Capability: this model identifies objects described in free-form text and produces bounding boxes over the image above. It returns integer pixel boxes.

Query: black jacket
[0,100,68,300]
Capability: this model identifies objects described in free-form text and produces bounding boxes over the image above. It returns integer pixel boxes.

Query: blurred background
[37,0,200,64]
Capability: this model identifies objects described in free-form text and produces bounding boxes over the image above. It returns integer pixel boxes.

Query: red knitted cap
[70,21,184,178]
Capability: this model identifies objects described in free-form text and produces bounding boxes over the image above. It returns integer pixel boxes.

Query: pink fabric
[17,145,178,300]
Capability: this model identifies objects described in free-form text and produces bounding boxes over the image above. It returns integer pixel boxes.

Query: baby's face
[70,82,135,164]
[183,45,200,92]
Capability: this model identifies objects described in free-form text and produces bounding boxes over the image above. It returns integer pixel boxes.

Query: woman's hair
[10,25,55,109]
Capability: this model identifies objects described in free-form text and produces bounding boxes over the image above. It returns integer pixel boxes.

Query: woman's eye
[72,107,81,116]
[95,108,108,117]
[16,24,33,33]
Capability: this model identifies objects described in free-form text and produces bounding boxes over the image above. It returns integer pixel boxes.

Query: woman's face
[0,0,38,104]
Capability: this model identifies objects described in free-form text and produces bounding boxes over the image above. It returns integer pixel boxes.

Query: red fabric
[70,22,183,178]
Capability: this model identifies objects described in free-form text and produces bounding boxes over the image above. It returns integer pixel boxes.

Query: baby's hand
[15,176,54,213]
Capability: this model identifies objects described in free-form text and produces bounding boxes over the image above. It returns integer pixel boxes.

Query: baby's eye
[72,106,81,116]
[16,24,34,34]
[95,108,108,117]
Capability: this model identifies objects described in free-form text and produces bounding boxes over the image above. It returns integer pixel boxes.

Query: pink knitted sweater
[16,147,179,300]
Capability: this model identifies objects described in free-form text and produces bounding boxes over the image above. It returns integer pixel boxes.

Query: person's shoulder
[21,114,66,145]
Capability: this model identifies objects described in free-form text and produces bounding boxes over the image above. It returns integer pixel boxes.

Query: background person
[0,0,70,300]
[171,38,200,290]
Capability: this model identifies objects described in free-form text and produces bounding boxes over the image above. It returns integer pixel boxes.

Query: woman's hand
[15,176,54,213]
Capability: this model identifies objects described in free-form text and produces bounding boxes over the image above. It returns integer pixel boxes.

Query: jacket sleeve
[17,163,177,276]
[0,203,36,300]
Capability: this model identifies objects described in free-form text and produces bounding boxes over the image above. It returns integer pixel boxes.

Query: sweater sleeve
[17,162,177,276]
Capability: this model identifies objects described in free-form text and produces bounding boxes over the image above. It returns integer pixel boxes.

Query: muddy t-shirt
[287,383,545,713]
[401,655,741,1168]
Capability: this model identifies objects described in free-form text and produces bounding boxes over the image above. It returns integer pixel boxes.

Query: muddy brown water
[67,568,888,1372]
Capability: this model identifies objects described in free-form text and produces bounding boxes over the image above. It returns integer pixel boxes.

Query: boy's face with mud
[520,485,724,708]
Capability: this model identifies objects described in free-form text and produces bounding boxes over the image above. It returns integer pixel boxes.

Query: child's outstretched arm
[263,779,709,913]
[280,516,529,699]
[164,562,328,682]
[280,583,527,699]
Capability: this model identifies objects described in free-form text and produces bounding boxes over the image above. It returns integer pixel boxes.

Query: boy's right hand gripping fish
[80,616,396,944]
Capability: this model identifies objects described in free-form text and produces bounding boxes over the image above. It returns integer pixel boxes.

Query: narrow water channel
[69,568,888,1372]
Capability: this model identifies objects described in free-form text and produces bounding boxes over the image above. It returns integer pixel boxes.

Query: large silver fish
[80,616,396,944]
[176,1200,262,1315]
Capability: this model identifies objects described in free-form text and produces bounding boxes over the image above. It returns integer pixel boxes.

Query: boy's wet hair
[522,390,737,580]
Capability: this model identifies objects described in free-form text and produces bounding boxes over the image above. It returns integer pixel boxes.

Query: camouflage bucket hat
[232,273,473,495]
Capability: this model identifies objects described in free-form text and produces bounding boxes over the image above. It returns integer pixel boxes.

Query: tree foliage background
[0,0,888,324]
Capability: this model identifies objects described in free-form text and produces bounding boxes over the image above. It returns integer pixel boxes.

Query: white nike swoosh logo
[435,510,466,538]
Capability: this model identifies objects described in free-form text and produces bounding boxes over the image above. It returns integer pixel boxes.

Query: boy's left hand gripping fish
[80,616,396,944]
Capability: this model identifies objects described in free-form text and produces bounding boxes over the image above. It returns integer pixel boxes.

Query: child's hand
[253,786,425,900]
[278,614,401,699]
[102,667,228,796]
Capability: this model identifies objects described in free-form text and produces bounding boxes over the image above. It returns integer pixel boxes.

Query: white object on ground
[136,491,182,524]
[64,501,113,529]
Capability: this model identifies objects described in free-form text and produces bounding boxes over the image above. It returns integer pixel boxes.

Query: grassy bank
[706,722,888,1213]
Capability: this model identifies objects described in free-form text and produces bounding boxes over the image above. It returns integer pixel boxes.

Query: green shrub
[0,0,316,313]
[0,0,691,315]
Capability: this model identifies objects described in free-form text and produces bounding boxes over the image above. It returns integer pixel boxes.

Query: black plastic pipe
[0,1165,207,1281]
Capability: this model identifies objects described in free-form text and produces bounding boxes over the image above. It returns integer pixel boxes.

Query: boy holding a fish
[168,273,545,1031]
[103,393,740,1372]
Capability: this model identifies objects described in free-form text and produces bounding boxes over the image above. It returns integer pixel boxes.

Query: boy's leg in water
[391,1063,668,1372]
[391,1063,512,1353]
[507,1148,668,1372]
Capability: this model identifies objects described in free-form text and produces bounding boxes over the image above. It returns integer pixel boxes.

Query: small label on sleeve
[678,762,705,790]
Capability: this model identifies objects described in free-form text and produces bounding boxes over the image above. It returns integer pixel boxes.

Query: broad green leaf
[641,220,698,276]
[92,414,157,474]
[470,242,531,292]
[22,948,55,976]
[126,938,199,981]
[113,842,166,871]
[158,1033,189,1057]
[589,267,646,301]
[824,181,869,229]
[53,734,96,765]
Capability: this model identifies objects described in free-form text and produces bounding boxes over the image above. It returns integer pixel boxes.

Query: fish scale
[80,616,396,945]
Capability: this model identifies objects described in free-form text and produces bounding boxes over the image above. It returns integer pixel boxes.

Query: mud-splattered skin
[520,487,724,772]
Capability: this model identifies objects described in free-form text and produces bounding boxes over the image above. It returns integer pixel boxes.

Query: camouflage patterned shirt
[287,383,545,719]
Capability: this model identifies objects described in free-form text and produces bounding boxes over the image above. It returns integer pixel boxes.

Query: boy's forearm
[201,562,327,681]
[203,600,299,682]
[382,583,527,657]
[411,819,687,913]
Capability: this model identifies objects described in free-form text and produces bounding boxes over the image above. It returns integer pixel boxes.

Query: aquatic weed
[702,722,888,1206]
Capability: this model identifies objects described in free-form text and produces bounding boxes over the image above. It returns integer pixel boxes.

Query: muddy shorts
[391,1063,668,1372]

===============

* [What you need to do]:
Copy out the material above in its entirety. Every detail must match.

* [Task response]:
Capability: this model identifies objects described in free-form text and produces bounding boxes over the image above. It returns integer pixel boxes.

Query: black jacket
[0,100,68,300]
Capability: this model identifies objects described in free-form text and produces bounding boxes over the image above. It returns integer pixel boxes.

Query: blurred background
[37,0,200,64]
Capability: this model identifies objects described in free-form text and produces bounding boxes over the image above. It returns integer pixel boxes.

Query: red knitted cap
[70,21,184,178]
Capability: this model identifies objects described in free-form text and produces bounding boxes over the image above. It returns integer pixel boxes.

Query: pink fabric
[17,145,178,300]
Capability: this model identifies objects described in free-form text and produces bounding boxes over the image above. It returns integer pixel boxes.

Query: baby's face
[70,82,135,164]
[183,45,200,92]
Capability: this model identifies objects described in free-form text and produces bounding boxes over the image above. It returns integer pixel boxes.

Query: woman's hair
[10,25,55,109]
Capability: this model identifies objects described in free-form text and produces bounding boxes over the image above. It returns integer pixel boxes.

Query: woman's eye
[72,107,81,116]
[95,108,108,117]
[16,24,33,33]
Capability: this model identifies objects described in free-form text and produces bounding boxes over the image above. It returns integer pixel boxes.

Query: woman's face
[0,0,38,104]
Capability: this model identifies objects described in free-form text and produces bounding boxes over the image above. It returns integer pixel boxes.

Query: red fabric
[70,22,183,178]
Capability: this model identifies objects described in free-form text and produces bounding boxes over the image above. It returns integer pixel boxes.

Query: baby's hand
[15,176,54,213]
Capability: this model identifies objects described in free-form text and produces bounding boxes over the image above. It returns integer pixel boxes.

Query: baby's eye
[72,106,81,116]
[16,24,34,34]
[95,108,108,117]
Capability: this model identifies objects described in free-form text and produces bounding boxes over the image above. It returns integer pixel boxes.

Query: pink knitted sweater
[16,147,179,300]
Capability: this model identifies objects described in free-form text and produces bounding boxes over the image above. It returns integer pixel boxes.

Query: person's shoulder
[21,114,66,145]
Capability: this model identifies objects described in free-form text and produces bounding boxes over the image above. It returns integer pixel boxes.

Query: background person
[0,0,70,300]
[171,38,200,290]
Capability: this model identifies objects described in free-form text and produces bounding boxes over the image above. It returns integer pixel boxes.

Query: woman's hand
[15,176,54,213]
Capability: this model identifies objects described in free-form text and produces bounding boxes over the image above. It returns integer pixel boxes.

Query: jacket sleeve
[17,163,177,276]
[0,203,36,300]
Capability: this model identifies objects described in free-form text and produces bounding boxes over the image above. It returns integer pixel boxes.

Query: sweater sleeve
[17,162,177,276]
Capability: this model identifies objects described in free-form text and produces bounding boxes over the image above. It returns integer pixel boxes.

Query: muddy t-shirt
[287,383,545,713]
[401,655,741,1168]
Capability: this model identifies objects described in free-form text and produces bounding boxes over the image above. It returns integer pixel boxes.

Query: muddy brown water
[67,568,888,1372]
Capability: this model identifies objects described in free-form text and produces bounding boxes over the image above. It returns integer pixel boxes.

Query: boy's face with mud
[520,485,724,708]
Capability: this model identifies objects described in free-form text and produces bounding boxes over the image above. It returns integer pixel boxes.

Query: child's outstretched arm
[263,779,709,913]
[280,516,529,699]
[164,562,328,682]
[280,583,527,699]
Capability: this model identifies objects described in free-form text and produces bounding boxes over the image above. It returns integer pixel boxes.

Query: boy's right hand gripping fish
[80,616,396,944]
Capability: this model identifies objects described in free-form text and produces bounding boxes over the image above. It returns integer pixel boxes.

Query: narrow water channel
[69,568,888,1372]
Capability: this model identifies objects described in free-form text and produces bounding boxes over the image above. It returns integer pixel boxes.

Query: large silver fish
[80,616,396,944]
[176,1200,262,1315]
Capability: this model identifies objects described in free-form text and produces bounding boxes over the image above. It returns integer pixel boxes.

Query: boy's wet hair
[522,390,737,580]
Capability: this model identifies objects described in free-form text and produces bounding boxes over the image above. It returns integer pixel boxes.

Query: camouflage bucket hat
[232,273,473,495]
Capability: this model identifies objects described in free-form text and produces bounding boxes over the image above. It returns integer pixel boxes.

Query: tree foliage background
[0,0,888,324]
Capability: this model identifies objects described in free-form text and produces bounding boxes over the image above. It returns integer pixel boxes.

Query: white nike swoosh logo
[435,510,466,538]
Capability: this model identifies objects described in free-form text and produces bounding boxes over the image above. It returns integer pixel boxes.

Query: boy's left hand gripping fish
[80,616,396,944]
Capability: this model identifies objects described in free-form text and produces bounding boxes over the image above. It returns integer pixel boxes.

Query: child's hand
[253,786,425,900]
[278,614,401,699]
[102,667,228,796]
Capability: this model identifies objects described in free-form text and produces bounding boxes over the image above. It returns integer pixel boxes.

Query: white object on ground
[136,491,182,524]
[64,501,113,529]
Capability: this model identifies objects described in free-form text and produces bounding boxes over the image above. It returns integer pixel boxes.

Query: grassy bank
[706,722,888,1213]
Capability: this model identifies objects described in free-form text and produces bounding boxes over the image above. It returns integer pixel boxes.

Query: green shrub
[0,0,316,313]
[0,0,691,315]
Capability: this model identifies objects described in free-form text and produces bounding boxes over the image above. It returns integer pixel boxes.

Query: black plastic pipe
[0,1165,207,1281]
Capability: this model identifies objects described in free-form text and produces bounding boxes over the image above. It returns integer pixel boxes.

Query: boy holding a fish
[168,273,545,1031]
[103,393,740,1372]
Capability: this model identifies objects described in free-form text and produces bounding boxes over the image above. It returns integer pixel boxes.

Query: boy's leg in water
[391,1063,668,1372]
[391,1063,512,1353]
[507,1148,668,1372]
Capability: this model identifies objects described in free-form text and produces bounding boxes over the image above. It returns integer pixel boxes.

Query: small label on sleeve
[678,762,705,790]
Capability: this model identifies objects described in free-form text and produces bounding boxes over the image above. It returns integer pixel boxes.

Query: broad green leaf
[641,220,698,276]
[92,414,157,474]
[470,242,531,292]
[22,948,55,976]
[126,938,199,981]
[113,842,166,871]
[158,1033,189,1057]
[589,267,646,301]
[824,181,869,229]
[53,734,96,765]
Capability: this model identifies objects described in free-form text and produces bounding boxes over the image above. It returns integer pixel boxes.

Query: fish scale
[80,616,396,945]
Capability: this model identifies objects described in free-form text and produces bounding boxes over the image above. It returns integer pixel boxes.

Query: mud-splattered skin
[520,487,724,772]
Capability: this model identifies objects described in free-form text and produces bounding boxes over the image above. It returns integer pixel boxes.

Query: camouflage patterned shirt
[287,383,545,719]
Capability: this model identifies objects described in free-form text and produces bounding boxes over the image above. It returns integer pixel boxes.

Query: boy's forearm
[201,562,327,681]
[203,600,299,682]
[382,583,527,657]
[411,819,687,913]
Capability: this model identifies objects described in free-form text and produces bounding boxes over the image above. It returns integer pixel boxes.

Query: aquatic weed
[702,722,888,1206]
Capability: this model identifies objects described in free-form text and produces bounding boxes over the image above. It returns integer pixel boxes.

Query: muddy shorts
[391,1063,668,1372]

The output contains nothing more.